(PASSAGE FOURNI):
15.      Les droits résultant de l’enregistrement de la marque sont précisés à l’article 5 de la directive 89/104, qui confère au titulaire un droit exclusif lui permettant, notamment, d’interdire à tout tiers d’importer des produits revêtus de sa marque, de les offrir, de les mettre dans le commerce ou de les détenir à ces fins (3).

16.      Un contrat de licence de marque a pour objet de permettre au licencié d’utiliser la marque de la manière convenue par les parties. On pourrait supposer que, lorsque le licencié utilise la marque en violation du contrat de licence, le concédant peut exercer sans restriction les droits que la marque lui confère.

17.      Les règles énoncées par l’article 8, paragraphe 2, de la directive 89/104 sont néanmoins différentes en ce que cette disposition énumère quelques infractions spécifiques contre les clauses d’un contrat de licence au titre desquelles le titulaire de la marque peut faire valoir des droits afférents à celle‑ci contre le licencié:

«Le titulaire de la marque peut invoquer les droits conférés par cette marque à l’encontre d’un licencié qui enfreint l’une des clauses du contrat de licence, en ce qui concerne sa durée, la forme couverte par l’enregistrement sous laquelle la marque peut être utilisée, la nature des produits ou des services pour lesquels la licence est octroyée, le territoire sur lequel la marque peut être apposée ou la qualité des produits fabriqués ou des services fournis par le licencié.»

(CONSIGNES DES EXERCICES):
• 1. Répondez aux questions suivantes d'après le passage sur la directive 89/104 :
(a) Quel article de la directive 89/104 précise les droits résultant de l'enregistrement de la marque ?
(b) Quel est l'objet d'un contrat de licence de marque ?
(c) Quelle disposition de la directive 89/104 énumère des infractions spécifiques aux clauses d'un contrat de licence ?
• 2. Reproduisez mot pour mot la partie du passage sur la directive 89/104 qui commence par les mots « 15.      Les droits résultant » et s'achève sur « marque lui confère. ».
• 3. Relevez dans le passage sur la directive 89/104 tous les objets de clauses du contrat de licence dont la violation permet au titulaire d'invoquer ses droits contre le licencié.

(DONNÉES PRÉSENTÉES):
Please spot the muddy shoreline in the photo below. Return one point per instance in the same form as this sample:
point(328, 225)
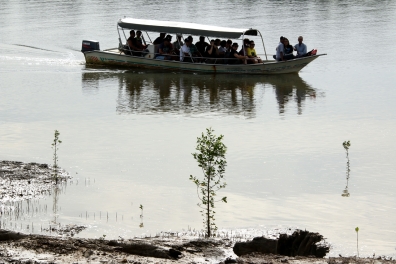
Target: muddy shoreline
point(22, 248)
point(24, 181)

(RÉPONSES PAR TÂCHE):
• 1.
(a) L'article 5.
(b) Permettre au licencié d'utiliser la marque de la manière convenue par les parties.
(c) L'article 8, paragraphe 2.

• 2.
15.      Les droits résultant de l’enregistrement de la marque sont précisés à l’article 5 de la directive 89/104, qui confère au titulaire un droit exclusif lui permettant, notamment, d’interdire à tout tiers d’importer des produits revêtus de sa marque, de les offrir, de les mettre dans le commerce ou de les détenir à ces fins (3).

16.      Un contrat de licence de marque a pour objet de permettre au licencié d’utiliser la marque de la manière convenue par les parties. On pourrait supposer que, lorsque le licencié utilise la marque en violation du contrat de licence, le concédant peut exercer sans restriction les droits que la marque lui confère.

• 3.
- La durée du contrat de licence
- La forme couverte par l'enregistrement sous laquelle la marque peut être utilisée
- La nature des produits ou des services pour lesquels la licence est octroyée
- Le territoire sur lequel la marque peut être apposée
- La qualité des produits fabriqués ou des services fournis par le licencié